What to do: Return every line of the entries below that contains the word "snowy".

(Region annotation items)
● ● ●

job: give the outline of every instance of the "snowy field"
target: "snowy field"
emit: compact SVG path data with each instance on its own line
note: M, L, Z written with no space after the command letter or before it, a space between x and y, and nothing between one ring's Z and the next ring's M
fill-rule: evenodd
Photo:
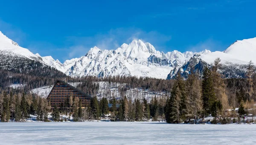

● ● ●

Output below:
job: give the outline of every instance of the "snowy field"
target: "snowy field"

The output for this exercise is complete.